[Position annotation records]
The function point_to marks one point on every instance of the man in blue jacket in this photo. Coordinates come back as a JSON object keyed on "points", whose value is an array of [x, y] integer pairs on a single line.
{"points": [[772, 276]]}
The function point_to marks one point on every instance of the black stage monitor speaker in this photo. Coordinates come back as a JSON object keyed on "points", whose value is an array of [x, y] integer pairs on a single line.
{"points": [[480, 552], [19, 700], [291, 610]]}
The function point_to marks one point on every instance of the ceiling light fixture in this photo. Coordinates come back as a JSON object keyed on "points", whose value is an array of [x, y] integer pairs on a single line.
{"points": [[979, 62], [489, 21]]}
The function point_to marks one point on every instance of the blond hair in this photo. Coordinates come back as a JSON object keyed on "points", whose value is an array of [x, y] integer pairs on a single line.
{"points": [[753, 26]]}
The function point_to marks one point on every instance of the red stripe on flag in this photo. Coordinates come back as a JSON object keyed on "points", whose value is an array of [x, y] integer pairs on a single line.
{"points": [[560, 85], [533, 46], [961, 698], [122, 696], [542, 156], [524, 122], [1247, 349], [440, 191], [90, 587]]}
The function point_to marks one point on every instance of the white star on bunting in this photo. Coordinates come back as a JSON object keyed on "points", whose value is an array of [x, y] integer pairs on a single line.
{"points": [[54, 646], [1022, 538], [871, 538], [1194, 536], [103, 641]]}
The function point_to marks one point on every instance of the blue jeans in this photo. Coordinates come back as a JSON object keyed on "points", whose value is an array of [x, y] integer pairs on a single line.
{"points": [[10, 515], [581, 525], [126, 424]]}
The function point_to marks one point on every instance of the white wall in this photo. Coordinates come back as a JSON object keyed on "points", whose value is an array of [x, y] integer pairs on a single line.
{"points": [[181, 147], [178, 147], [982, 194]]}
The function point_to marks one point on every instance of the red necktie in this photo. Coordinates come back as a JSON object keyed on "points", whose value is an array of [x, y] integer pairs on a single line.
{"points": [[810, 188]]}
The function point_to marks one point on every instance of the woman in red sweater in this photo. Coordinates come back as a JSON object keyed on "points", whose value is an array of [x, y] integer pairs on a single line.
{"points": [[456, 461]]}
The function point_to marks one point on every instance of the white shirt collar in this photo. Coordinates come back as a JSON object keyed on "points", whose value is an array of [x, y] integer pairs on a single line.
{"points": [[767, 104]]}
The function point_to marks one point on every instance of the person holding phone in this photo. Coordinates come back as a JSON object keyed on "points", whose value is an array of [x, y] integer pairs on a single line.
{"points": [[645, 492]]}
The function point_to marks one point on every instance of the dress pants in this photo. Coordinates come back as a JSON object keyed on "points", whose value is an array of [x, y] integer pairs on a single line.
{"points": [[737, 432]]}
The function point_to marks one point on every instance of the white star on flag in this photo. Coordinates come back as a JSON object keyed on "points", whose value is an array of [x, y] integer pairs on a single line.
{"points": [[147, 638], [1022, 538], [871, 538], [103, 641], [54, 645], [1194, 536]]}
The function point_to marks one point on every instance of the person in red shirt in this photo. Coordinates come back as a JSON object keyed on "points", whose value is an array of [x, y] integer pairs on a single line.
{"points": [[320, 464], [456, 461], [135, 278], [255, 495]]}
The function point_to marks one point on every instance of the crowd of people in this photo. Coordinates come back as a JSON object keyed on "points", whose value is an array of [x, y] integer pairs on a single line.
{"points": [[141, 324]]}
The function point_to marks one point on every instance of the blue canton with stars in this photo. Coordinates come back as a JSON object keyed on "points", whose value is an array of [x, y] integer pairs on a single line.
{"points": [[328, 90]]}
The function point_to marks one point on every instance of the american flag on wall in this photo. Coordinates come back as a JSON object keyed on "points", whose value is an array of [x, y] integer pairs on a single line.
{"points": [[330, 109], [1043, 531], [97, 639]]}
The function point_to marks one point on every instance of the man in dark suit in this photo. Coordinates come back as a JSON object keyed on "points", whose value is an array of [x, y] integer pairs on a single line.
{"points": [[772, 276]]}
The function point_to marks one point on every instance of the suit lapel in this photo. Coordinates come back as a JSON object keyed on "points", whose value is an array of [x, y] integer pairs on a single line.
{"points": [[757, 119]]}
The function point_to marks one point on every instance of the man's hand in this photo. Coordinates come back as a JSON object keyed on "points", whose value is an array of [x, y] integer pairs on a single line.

## WHAT YOU ARE ASKED TO DO
All of the data shown above must be copied exactly.

## SOLUTION FOR THIS TASK
The function point_to marks one point on every instance of the man in blue jacket in this photo. Coordinates come back as a JSON object keyed on "points", whose value is an array of [x, y] integer pairs on a single line.
{"points": [[772, 276]]}
The function point_to marks one point on every instance of the black stage monitor speaker in this photo. Coordinates come back as a JSON object keyed on "points", whose value is an array of [x, y] integer pairs on a single line.
{"points": [[480, 552], [19, 700], [291, 610]]}
The function point_to marks one point on every instance of the ceiling light fixture in this photo. Coordinates come back as a JSON object keyed on "points", whose value is an array of [x, y] integer pairs on a single line.
{"points": [[979, 62], [489, 21]]}
The function point_to marks one point on every instance of the blond hair in this photo. Coordinates come back as a JSON object keyed on "points", whose value is an array of [x, y] integer pairs on a single line.
{"points": [[753, 26]]}
The function point_to marks one point on every instance of the red stripe on flag in this photo. Coordinates come back as a JSON object keyed on "points", whose value is an array of [x, y] integer pairs on a single line.
{"points": [[560, 85], [533, 46], [961, 698], [122, 696], [542, 156], [524, 122], [1247, 349], [440, 191], [90, 587]]}
The function point_to marks one point on every instance of the white star on bunting in this photo. Coordinates come back as a JSON object keyed on "points", whose value is an array of [x, y] integer pairs on a single line.
{"points": [[54, 646], [1022, 538], [871, 538], [1194, 536], [103, 641]]}
The function point_to marks one point on every instance of the blue jeans in this photo. Coordinates come back as a JSON object keyed on "points", whose value is an array of [x, y] integer pairs on a single line.
{"points": [[10, 515], [581, 525], [126, 424]]}
The function point_to marks one point on every instance of the white wall in this photo. Coordinates come back as a JSON object keyed on "points", whose value is an array of [x, y] integer pairs on a single line.
{"points": [[181, 147], [178, 147], [982, 194]]}
The function point_to marks one point on every instance of the red necktie in this photo. Coordinates come back as a JSON object keyed on "points", whose value is an array of [x, y] integer pairs on a single line.
{"points": [[810, 188]]}
The function point_to marks one point on every instance of the woman in red sweater in this photo. Coordinates come back as a JSON object keyed on "points", whose value is an array of [x, y] integer pairs on a single line.
{"points": [[456, 461]]}
The function point_to marks one point on every instance of the white shirt collar in this photo. Coordinates come back as a JSON object keyed on "points", whose value is an array of [x, y] integer pairs on a single line.
{"points": [[767, 104]]}
The function point_to marks one point on every instance of the person holding phone in this photo. Coordinates come back as a JSON object keyed on "points", whose value is an array of [x, y] integer pairs on a single line.
{"points": [[645, 492]]}
The function point_to marks one point on every instance of the dress pants in this photo. Coordinates come back as a JSON object keyed on "points", whose value is an array of [x, y] integer pairs on a single line.
{"points": [[737, 432]]}
The function point_to marks one point on every instance of the white star on flag in this photo. Coordinates come back as a JSON object keyed on "points", whose value is an array of [x, y] integer pairs on a single line.
{"points": [[147, 638], [1022, 538], [871, 538], [103, 641], [54, 645], [1194, 536]]}
The function point_to marks one point on every instance of the person in red shirt in this photo. Coordinates come back as a JSON object keyed on "points", whose value is an array of [x, y] integer pairs on a single line.
{"points": [[320, 464], [456, 461], [135, 278], [255, 495]]}
The function point_to marks one point on every instance of the crowd of people in this photo. Coordinates come back as a JSON object keyed on "points", whose value is an array of [x, y] integer pairs on a single line.
{"points": [[141, 324]]}
The function point_to marks one point on every instance of the blue canton with stars in this photo. Coordinates come back as a JSON object keyed on "points", whose value is an array of [x, y] integer pairs on a single line.
{"points": [[328, 90]]}
The function point_to marks one point on every instance of the american flag on wall in this photo. Coordinates come back as a JSON object keyed on "points", whose value is an array of [x, y] integer pairs on a single line.
{"points": [[330, 109], [1043, 531], [97, 639]]}
The function point_to marks one point on every instance of the man in dark suit in this photo. Coordinates come back as a JSON object keyed on "points", whose value is an array of [x, y] integer pairs on a single line.
{"points": [[772, 276]]}
The function point_to marks one point on every instance of the suit lapel in this photo. Coordinates come back as a JSON object keyed on "points", whose value is an array of [x, y] integer pairs on a single line.
{"points": [[757, 119]]}
The function point_to marks one point on every instance of the man's hand in this photo. Coordinates come back as a JSON object keyed on "points", whose value is an array of [x, y] integer pairs on a single line.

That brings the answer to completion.